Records
┌──

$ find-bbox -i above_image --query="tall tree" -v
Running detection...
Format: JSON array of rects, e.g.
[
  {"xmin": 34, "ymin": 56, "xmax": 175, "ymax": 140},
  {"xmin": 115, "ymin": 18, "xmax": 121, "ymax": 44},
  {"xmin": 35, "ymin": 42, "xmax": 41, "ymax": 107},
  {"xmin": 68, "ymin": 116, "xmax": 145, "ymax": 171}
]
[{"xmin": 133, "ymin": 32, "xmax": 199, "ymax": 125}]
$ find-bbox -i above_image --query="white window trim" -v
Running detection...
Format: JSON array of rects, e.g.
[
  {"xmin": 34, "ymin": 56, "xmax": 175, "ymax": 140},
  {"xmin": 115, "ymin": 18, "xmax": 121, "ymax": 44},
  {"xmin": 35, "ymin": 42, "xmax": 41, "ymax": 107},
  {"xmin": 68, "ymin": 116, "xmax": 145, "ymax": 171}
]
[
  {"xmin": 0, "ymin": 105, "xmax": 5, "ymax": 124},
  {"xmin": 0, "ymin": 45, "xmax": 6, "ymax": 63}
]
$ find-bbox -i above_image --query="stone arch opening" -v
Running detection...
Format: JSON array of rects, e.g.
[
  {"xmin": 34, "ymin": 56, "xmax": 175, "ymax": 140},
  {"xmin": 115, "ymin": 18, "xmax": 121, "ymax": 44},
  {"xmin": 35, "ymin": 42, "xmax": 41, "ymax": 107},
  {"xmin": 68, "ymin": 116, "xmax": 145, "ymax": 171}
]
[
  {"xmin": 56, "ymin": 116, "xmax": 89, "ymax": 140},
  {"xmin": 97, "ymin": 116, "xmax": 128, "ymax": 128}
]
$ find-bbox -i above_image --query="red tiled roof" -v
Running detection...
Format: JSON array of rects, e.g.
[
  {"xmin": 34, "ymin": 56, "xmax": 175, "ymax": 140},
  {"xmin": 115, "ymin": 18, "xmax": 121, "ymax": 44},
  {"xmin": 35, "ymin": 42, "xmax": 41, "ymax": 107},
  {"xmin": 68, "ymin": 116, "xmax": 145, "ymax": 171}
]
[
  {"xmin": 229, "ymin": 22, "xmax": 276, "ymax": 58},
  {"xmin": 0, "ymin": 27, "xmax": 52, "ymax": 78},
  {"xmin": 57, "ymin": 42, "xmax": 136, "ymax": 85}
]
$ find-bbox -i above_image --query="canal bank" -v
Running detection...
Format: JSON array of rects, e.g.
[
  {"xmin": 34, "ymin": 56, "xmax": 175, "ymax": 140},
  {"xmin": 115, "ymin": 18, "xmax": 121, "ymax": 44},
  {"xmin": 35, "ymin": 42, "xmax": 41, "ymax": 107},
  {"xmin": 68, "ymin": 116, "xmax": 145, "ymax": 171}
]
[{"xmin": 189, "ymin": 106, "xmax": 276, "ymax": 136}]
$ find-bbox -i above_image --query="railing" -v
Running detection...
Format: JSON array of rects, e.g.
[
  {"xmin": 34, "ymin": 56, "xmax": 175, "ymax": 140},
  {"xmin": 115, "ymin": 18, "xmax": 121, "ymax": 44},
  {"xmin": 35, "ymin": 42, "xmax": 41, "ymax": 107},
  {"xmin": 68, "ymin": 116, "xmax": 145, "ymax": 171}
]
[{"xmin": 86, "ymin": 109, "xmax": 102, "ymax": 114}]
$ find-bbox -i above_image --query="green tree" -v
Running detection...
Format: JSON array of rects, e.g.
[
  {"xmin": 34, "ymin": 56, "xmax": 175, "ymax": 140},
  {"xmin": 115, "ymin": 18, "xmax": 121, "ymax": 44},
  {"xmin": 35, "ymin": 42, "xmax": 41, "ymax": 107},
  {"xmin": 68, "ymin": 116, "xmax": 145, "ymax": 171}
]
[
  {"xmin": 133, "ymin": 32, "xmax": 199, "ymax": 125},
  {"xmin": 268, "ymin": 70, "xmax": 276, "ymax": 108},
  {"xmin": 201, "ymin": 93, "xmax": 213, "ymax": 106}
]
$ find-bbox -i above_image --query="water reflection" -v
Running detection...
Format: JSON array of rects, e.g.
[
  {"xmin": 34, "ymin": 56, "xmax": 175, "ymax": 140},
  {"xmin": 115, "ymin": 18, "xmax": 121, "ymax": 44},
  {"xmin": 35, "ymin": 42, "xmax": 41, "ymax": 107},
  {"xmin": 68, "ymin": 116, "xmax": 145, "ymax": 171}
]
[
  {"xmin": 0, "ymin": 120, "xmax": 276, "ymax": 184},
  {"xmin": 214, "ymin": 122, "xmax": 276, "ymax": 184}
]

└──

* _What to do_:
From the listing above, extract every line exactly as it stands.

* _Response to the task_:
$ find-bbox -i above_image --query="tall tree" -v
Running detection...
Format: JSON array of rects, e.g.
[
  {"xmin": 34, "ymin": 56, "xmax": 175, "ymax": 140},
  {"xmin": 115, "ymin": 18, "xmax": 121, "ymax": 44},
  {"xmin": 35, "ymin": 42, "xmax": 41, "ymax": 107},
  {"xmin": 68, "ymin": 116, "xmax": 145, "ymax": 171}
]
[{"xmin": 133, "ymin": 32, "xmax": 199, "ymax": 125}]
$ find-bbox -i above_image --query="white window trim" -v
Running detection...
Format: JSON array of rects, e.g.
[
  {"xmin": 34, "ymin": 56, "xmax": 175, "ymax": 140},
  {"xmin": 115, "ymin": 18, "xmax": 121, "ymax": 44},
  {"xmin": 35, "ymin": 42, "xmax": 41, "ymax": 107},
  {"xmin": 68, "ymin": 116, "xmax": 145, "ymax": 171}
]
[
  {"xmin": 0, "ymin": 105, "xmax": 5, "ymax": 124},
  {"xmin": 0, "ymin": 45, "xmax": 6, "ymax": 63}
]
$ find-bbox -i above_image --query="stone arch opening" -v
Running detection...
Format: JSON array of rects, e.g.
[
  {"xmin": 34, "ymin": 56, "xmax": 175, "ymax": 140},
  {"xmin": 115, "ymin": 18, "xmax": 121, "ymax": 44},
  {"xmin": 35, "ymin": 42, "xmax": 41, "ymax": 107},
  {"xmin": 68, "ymin": 116, "xmax": 145, "ymax": 171}
]
[
  {"xmin": 56, "ymin": 116, "xmax": 89, "ymax": 140},
  {"xmin": 97, "ymin": 116, "xmax": 128, "ymax": 128}
]
$ find-bbox -i above_image --query="red tiled roof" -v
Running detection...
Format: JSON array of rects, e.g.
[
  {"xmin": 34, "ymin": 56, "xmax": 175, "ymax": 140},
  {"xmin": 115, "ymin": 18, "xmax": 121, "ymax": 44},
  {"xmin": 35, "ymin": 42, "xmax": 41, "ymax": 107},
  {"xmin": 68, "ymin": 116, "xmax": 145, "ymax": 171}
]
[
  {"xmin": 229, "ymin": 22, "xmax": 276, "ymax": 58},
  {"xmin": 0, "ymin": 27, "xmax": 52, "ymax": 78},
  {"xmin": 57, "ymin": 42, "xmax": 136, "ymax": 85}
]
$ find-bbox -i above_image --query="canal bank" -v
Running detection...
Format: JSON array of rects, e.g.
[
  {"xmin": 34, "ymin": 56, "xmax": 175, "ymax": 140},
  {"xmin": 115, "ymin": 18, "xmax": 121, "ymax": 44},
  {"xmin": 35, "ymin": 42, "xmax": 41, "ymax": 107},
  {"xmin": 68, "ymin": 116, "xmax": 145, "ymax": 171}
]
[{"xmin": 189, "ymin": 106, "xmax": 276, "ymax": 136}]
$ find-bbox -i above_image --query="railing" -v
Running detection...
Format: JSON array of rects, e.g.
[
  {"xmin": 34, "ymin": 56, "xmax": 175, "ymax": 140},
  {"xmin": 115, "ymin": 18, "xmax": 121, "ymax": 44},
  {"xmin": 35, "ymin": 42, "xmax": 41, "ymax": 107},
  {"xmin": 68, "ymin": 116, "xmax": 145, "ymax": 171}
]
[{"xmin": 86, "ymin": 109, "xmax": 102, "ymax": 114}]
$ find-bbox -i above_image --query="green tree" -v
Running detection...
Format: JSON array of rects, e.g.
[
  {"xmin": 34, "ymin": 56, "xmax": 175, "ymax": 140},
  {"xmin": 115, "ymin": 18, "xmax": 121, "ymax": 44},
  {"xmin": 35, "ymin": 42, "xmax": 41, "ymax": 107},
  {"xmin": 68, "ymin": 116, "xmax": 145, "ymax": 171}
]
[
  {"xmin": 133, "ymin": 32, "xmax": 199, "ymax": 125},
  {"xmin": 268, "ymin": 70, "xmax": 276, "ymax": 108},
  {"xmin": 201, "ymin": 93, "xmax": 213, "ymax": 106}
]
$ find-bbox -i above_image --query="water reflection" -v
Running detection...
Format: JSON array of rects, e.g.
[
  {"xmin": 34, "ymin": 56, "xmax": 175, "ymax": 140},
  {"xmin": 115, "ymin": 18, "xmax": 121, "ymax": 44},
  {"xmin": 35, "ymin": 42, "xmax": 41, "ymax": 107},
  {"xmin": 68, "ymin": 116, "xmax": 145, "ymax": 171}
]
[
  {"xmin": 0, "ymin": 120, "xmax": 276, "ymax": 184},
  {"xmin": 214, "ymin": 122, "xmax": 276, "ymax": 184}
]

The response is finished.